Set exercise
In the homebrew flaws text below, how many flaws may players take, and what do they gain for them?

Page extract
(begin)
These are some flaws I'm homebrewing for a 3.5 campaign I'm trying to organize in my area.
All classes from the PHB are banned in this campaign. Only base classes from the following sources are allowed:
Expanded Psionics Handbook
Mind's Eye (the Psychic Rogue, I mean)
Tome of Battle (unarmed swordsage allowed, arcane swordsage banned)
Magic of Incarnum

Now, some of the players sound like they'll miss the flavor of the PHB classes, and may reskin classes to look more like wizards and druids. This is allowed, and I'm writing up some flaws to help adapt psionic classes to that end.
Players may take up to two flaws to gain two additional feats at character creation.

Here are the flaws:

Metal Allergy: You can't use psionic powers, psi-like abilities, or supernatural abilities while wearing metal (or crystal) armor.

Piety: You can't use psionic powers, psi-like abilities, or supernatural abilities unless you are wearing or holding a divine focus.

Daily Prayer: Choose a deity, a cardinal direction, and a time of day. You can't recover power points or daily abilities after a rest unless you've prayed to the chosen deity at the chosen time while facing the chosen direction within the last 24 hours.

Code of Conduct: Choose any lawful and/or good alignment. You can't use psionic powers, psi-like abilities, or supernatural abilities unless your alignment matches the chosen alignment.


...And here are some more, just for fun.

Nightmare: Whenever you rest, you must make a Will save or Autohypnosis (DC equals 10 +CR of most recent encounter) or your rest is interrupted. In addition, the dungeon master may make you role play plot-relevant dream sequences containing important exposition.

Critical Fumble: Whenever you roll a natural 1 on a skill check, something hilarious and contrived happens! (I actually hate critical fumble rules, but I understand that some players expect them so I'll make it an opt-in thing.)
(end)
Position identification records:
(begin)
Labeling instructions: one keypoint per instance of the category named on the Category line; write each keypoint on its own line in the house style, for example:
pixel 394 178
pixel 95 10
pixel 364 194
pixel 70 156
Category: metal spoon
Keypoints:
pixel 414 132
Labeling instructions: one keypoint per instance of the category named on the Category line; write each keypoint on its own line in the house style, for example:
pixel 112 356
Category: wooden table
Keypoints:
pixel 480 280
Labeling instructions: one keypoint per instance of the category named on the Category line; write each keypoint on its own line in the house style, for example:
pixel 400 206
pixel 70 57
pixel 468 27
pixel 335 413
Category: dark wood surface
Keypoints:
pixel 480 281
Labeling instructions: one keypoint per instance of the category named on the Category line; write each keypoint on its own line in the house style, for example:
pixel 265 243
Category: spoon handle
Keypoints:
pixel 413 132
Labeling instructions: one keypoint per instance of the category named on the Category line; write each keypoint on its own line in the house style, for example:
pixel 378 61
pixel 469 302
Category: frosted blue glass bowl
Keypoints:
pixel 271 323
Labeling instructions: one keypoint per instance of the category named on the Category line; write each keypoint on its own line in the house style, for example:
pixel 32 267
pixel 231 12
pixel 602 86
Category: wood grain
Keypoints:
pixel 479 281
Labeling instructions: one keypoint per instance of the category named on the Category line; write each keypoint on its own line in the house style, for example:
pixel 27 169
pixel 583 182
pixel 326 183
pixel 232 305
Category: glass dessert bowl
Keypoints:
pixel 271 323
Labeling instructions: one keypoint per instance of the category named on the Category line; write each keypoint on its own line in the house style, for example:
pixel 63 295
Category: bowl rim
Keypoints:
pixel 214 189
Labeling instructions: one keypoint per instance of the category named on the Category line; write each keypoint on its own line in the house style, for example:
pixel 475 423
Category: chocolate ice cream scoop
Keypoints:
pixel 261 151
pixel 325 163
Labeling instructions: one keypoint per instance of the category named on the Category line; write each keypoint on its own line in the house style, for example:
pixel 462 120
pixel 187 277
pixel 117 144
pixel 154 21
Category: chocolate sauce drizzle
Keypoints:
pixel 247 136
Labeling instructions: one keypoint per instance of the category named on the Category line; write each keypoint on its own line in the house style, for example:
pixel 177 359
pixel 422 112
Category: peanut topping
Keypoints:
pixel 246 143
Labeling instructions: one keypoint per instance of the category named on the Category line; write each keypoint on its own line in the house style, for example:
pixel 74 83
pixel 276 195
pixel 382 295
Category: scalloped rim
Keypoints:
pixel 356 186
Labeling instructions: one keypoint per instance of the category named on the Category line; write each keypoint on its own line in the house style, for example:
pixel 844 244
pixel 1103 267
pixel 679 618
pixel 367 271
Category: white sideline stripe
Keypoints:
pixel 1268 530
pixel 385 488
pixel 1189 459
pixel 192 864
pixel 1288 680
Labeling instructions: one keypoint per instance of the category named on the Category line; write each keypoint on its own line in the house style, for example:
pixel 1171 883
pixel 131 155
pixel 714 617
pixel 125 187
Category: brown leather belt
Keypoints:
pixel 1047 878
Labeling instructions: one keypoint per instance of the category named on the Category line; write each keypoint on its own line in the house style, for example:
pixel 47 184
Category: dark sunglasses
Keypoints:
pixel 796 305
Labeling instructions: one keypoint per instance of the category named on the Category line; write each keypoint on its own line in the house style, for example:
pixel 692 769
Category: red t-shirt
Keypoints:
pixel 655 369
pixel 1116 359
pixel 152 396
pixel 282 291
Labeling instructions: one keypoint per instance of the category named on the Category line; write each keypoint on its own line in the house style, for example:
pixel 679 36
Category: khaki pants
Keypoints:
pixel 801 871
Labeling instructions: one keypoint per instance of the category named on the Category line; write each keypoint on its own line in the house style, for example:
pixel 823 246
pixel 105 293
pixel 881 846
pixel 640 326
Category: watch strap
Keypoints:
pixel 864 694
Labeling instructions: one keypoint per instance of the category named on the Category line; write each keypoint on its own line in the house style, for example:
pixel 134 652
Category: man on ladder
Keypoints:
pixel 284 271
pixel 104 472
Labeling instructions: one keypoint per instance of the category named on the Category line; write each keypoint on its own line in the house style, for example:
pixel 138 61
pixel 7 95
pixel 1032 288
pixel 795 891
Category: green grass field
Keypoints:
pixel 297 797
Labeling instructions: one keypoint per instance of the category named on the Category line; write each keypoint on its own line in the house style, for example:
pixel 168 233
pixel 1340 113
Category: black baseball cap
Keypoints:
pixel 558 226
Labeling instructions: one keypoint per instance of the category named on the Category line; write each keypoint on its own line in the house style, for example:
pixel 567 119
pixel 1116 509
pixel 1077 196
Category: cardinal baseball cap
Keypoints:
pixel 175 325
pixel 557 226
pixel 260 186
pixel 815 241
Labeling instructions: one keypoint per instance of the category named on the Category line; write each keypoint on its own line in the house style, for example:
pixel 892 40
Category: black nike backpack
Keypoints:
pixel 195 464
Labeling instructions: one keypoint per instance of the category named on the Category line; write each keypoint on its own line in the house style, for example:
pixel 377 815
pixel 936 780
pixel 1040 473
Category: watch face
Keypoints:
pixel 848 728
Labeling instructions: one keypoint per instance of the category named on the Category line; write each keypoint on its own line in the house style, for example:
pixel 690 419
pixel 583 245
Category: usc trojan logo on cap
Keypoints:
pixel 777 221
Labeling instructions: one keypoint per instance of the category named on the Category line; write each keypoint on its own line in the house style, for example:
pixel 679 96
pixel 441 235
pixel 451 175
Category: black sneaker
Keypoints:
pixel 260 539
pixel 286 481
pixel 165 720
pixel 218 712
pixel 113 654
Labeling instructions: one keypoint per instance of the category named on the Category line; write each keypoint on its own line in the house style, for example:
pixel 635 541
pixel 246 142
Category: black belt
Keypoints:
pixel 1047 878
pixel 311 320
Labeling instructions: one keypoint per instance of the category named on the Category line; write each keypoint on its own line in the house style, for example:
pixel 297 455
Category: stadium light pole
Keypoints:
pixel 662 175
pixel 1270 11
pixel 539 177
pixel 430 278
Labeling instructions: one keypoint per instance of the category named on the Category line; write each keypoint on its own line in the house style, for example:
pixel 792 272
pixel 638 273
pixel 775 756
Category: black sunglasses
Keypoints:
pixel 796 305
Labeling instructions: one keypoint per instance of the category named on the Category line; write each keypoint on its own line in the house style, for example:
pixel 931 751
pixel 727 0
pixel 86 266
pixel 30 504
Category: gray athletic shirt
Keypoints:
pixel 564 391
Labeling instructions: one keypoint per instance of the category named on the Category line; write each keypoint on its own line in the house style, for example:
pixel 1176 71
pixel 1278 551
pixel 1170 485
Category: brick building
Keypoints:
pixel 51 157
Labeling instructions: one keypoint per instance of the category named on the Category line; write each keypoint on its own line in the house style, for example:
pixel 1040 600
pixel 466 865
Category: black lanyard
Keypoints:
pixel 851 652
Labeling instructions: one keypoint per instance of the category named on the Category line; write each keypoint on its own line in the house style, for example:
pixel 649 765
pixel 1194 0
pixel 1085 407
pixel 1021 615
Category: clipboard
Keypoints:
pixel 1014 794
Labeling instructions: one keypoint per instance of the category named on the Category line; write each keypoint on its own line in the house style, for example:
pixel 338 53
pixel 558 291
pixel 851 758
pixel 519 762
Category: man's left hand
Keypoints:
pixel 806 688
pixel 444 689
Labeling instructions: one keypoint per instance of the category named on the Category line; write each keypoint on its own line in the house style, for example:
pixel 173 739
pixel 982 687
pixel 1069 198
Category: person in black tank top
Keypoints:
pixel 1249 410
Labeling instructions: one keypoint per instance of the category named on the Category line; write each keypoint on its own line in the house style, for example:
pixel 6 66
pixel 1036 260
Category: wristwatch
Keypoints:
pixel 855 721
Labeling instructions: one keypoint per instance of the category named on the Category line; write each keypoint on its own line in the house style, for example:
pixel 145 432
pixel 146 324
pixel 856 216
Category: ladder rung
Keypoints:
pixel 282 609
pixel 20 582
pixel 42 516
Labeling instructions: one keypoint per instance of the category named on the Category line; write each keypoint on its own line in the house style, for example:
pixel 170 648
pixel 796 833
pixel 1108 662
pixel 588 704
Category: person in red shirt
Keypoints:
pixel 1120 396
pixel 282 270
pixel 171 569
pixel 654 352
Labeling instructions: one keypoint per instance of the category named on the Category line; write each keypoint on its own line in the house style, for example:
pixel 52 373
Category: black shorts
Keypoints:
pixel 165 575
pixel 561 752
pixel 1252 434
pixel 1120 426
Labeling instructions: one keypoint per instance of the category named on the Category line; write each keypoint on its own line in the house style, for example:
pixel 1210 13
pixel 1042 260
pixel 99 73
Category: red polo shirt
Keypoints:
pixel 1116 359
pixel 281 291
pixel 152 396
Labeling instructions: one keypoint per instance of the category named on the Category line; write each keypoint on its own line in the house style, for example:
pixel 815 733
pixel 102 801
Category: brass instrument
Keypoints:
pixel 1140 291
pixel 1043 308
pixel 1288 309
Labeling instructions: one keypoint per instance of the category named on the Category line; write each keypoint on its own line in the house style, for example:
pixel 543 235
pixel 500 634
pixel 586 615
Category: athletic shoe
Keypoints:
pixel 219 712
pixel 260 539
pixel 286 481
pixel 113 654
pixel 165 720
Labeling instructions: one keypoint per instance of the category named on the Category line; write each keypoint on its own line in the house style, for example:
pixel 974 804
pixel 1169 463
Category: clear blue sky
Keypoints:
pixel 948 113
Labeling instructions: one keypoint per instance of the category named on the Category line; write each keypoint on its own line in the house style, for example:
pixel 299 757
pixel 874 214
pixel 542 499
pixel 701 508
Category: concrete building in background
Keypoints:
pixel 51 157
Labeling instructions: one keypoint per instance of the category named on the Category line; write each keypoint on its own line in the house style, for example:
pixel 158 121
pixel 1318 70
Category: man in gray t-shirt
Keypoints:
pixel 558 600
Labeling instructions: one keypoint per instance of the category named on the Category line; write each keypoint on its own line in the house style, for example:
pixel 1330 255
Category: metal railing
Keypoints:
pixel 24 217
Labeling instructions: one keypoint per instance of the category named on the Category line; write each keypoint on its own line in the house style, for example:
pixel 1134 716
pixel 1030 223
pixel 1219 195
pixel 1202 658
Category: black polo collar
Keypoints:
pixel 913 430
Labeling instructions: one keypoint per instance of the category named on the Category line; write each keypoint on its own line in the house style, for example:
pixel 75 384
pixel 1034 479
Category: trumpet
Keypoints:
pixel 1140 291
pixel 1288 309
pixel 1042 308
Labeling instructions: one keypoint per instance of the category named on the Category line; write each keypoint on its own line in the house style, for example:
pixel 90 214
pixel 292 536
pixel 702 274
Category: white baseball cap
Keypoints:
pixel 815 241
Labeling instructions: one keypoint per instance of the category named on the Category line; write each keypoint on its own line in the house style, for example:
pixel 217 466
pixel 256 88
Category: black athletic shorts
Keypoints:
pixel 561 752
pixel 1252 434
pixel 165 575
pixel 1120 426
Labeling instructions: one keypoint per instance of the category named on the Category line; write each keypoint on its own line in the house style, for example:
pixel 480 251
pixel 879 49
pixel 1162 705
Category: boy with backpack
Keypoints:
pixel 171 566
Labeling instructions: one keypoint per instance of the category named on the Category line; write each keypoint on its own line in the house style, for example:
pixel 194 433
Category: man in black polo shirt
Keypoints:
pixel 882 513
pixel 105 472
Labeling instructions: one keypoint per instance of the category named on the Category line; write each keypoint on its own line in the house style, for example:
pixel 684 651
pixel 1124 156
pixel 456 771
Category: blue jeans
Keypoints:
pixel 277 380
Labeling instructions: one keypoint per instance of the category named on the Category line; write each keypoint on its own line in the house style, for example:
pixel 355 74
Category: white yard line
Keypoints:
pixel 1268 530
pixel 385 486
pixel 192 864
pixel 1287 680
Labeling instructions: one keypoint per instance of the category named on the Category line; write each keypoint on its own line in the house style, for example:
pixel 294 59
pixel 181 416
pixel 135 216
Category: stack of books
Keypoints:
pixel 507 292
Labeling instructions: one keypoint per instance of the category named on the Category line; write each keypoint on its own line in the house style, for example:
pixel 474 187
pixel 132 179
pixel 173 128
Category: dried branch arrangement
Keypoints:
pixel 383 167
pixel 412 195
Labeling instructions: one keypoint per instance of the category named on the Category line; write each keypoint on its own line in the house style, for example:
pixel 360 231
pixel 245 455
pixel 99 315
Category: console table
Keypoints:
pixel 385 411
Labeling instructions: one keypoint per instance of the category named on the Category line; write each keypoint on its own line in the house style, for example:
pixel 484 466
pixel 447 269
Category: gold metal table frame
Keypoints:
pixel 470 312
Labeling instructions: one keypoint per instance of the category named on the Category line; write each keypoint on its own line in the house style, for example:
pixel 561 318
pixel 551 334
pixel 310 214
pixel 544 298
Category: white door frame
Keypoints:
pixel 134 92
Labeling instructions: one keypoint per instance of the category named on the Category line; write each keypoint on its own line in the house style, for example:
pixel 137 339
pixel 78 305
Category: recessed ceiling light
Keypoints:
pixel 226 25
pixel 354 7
(end)
Complete response
Players may take up to two flaws to gain two additional feats at character creation.